*CONSIGNE DONNÉE A:*
Répondez aux questions suivantes sur l'extrait consacré à Greenpeace :
(i) À qui Greenpeace a-t-elle fait appel pour développer sa capacité d'expertise ?
(ii) Selon Gérald Gallet, qu'est devenue l'expertise ?
(iii) Qui fournit les supports de communication sur lesquels les groupes locaux doivent s'aligner ?

•••••

Pierre Gleizes site de Greenpeace

Pierre Gleizes site de Greenpeace

Ce type de communication a permis d’importants succès à l’organisation, qui suscite une certaine crainte.

Ainsi des industriels préfèrent «prévenir que guérir» et se rapprocher de l’organisation.

C’est une communication qui est beaucoup plus réactive et efficace.

Ils peuvent sortir une campagne la veille pour le lendemain en raison de leur fonctionnement à l’anglo-saxonne pyramidale où l’exécutif a un pouvoir fort et n’est pas dépendant d’un Conseil d’Administration.

La capacité d’expertise

Les actions médiatiques ne suffisent pas. Greenpeace a beaucoup développé sa capacité d’expertise, pour proposer des alternatives, pour prouver ce qu’elle dénonce.

Pour cela elle a du faire appel à des personnes extérieures à l’organisation, des juristes, mais également des centres de recherches indépendants.

Pour être crédible et convaincante vis à vis des dirigeants, la seule sensibilisation ne suffit pas, elle doit avoir un message scientifique.

Mais vis à vis du grand public ce discours doit être vulgarisé un minimum pour être compréhensible.

Il faut pouvoir être pédagogue et expert simultanément.

Chartier et Ollitrault (2006 p 108) insistent bien sur les Organisations Non Gouvernementales (ONG) et leur «rôle de traduction des problèmes environnementaux en un langage scientifico militant qui les légitime».

De même les médias sont attirés par les actions spectaculaires, originales, mais ils réclament aussi des arguments construits.

Ainsi comme nous explique Gérald Gallet (2002) l’expertise est devenue un outil de l’activisme environnemental hybride de Greenpeace.

Car celle ci apporte une crédibilité qui est nécessaire au préalable à tout activisme.

Cette nécessité peut expliquer en partie la professionnalisation de l’ONG mais fait émerger des conflits internes.

Car pour beaucoup la force de Greenpeace est dans sa différence avec les autres Organisations Non Gouvernementales (ONG), dans sa capacité à scandaliser, à réaliser des actions spectaculaires .

Les groupes locaux

Une autre forme de communication se réalise grâce aux groupes locaux que l’association possède dans toute la France et qui servent de relais des campagnes nationales.

Ils n’ont pas de statut juridique ni de ressources financières autonomes et sont fortement encadrés par le siège national.

Ils doivent s’aligner sur les campagnes, les méthodes, les supports de communication fournis par le bureau de Paris.

•••••

*CONSIGNE DONNÉE B:* Filtrez les enregistrements en recopiant chaque ligne qui contient le mot "shrub". La casse compte.

Entrées d'un jeu de données
•••••

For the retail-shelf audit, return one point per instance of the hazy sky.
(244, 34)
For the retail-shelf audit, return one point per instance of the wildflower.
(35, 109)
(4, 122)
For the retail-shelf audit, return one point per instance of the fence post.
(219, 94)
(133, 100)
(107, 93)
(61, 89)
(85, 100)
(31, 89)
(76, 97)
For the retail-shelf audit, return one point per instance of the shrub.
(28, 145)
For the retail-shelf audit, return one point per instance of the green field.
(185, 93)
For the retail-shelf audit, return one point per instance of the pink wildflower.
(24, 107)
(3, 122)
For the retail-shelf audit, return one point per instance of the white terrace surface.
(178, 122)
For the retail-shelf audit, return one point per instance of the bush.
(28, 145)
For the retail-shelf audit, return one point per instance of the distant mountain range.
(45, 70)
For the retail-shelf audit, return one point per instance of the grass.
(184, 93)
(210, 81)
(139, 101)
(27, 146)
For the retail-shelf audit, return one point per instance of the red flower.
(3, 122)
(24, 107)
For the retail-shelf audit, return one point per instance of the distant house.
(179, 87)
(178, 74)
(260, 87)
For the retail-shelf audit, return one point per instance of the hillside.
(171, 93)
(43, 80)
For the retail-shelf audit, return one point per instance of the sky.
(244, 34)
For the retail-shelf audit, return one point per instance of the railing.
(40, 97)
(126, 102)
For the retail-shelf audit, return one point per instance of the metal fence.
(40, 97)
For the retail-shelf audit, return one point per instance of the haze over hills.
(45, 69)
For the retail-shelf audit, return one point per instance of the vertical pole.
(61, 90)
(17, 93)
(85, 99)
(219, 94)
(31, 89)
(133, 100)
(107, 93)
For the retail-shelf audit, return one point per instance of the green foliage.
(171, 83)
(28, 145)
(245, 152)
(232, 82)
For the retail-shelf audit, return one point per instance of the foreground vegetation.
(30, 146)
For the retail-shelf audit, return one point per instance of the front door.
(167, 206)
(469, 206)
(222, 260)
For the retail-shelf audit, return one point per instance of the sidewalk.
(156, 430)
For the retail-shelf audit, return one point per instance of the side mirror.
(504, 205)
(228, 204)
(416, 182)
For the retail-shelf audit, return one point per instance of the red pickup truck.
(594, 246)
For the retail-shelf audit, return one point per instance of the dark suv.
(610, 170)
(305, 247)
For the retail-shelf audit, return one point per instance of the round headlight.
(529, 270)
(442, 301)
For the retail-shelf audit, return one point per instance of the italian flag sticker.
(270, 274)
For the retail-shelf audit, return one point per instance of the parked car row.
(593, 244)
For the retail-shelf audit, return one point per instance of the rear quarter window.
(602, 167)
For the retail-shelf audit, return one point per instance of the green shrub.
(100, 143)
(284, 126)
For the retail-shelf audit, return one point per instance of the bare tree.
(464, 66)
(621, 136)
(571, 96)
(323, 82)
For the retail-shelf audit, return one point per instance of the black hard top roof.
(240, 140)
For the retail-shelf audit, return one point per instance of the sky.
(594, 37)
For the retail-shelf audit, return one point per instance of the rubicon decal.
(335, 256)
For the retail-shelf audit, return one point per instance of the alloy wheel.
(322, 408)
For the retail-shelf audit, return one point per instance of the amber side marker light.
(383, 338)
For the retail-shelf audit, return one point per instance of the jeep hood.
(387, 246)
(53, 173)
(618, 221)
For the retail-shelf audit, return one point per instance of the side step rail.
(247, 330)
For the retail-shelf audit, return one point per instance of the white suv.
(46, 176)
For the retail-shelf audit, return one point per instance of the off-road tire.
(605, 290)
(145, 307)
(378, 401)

•••••

*SOLUTION DÉTAILLÉE A:*
(i) À des personnes extérieures à l'organisation : des juristes, mais également des centres de recherches indépendants.
(ii) Un outil de l'activisme environnemental hybride de Greenpeace.
(iii) Le bureau de Paris.

*SOLUTION DÉTAILLÉE B:*
For the retail-shelf audit, return one point per instance of the shrub.
For the retail-shelf audit, return one point per instance of the green shrub.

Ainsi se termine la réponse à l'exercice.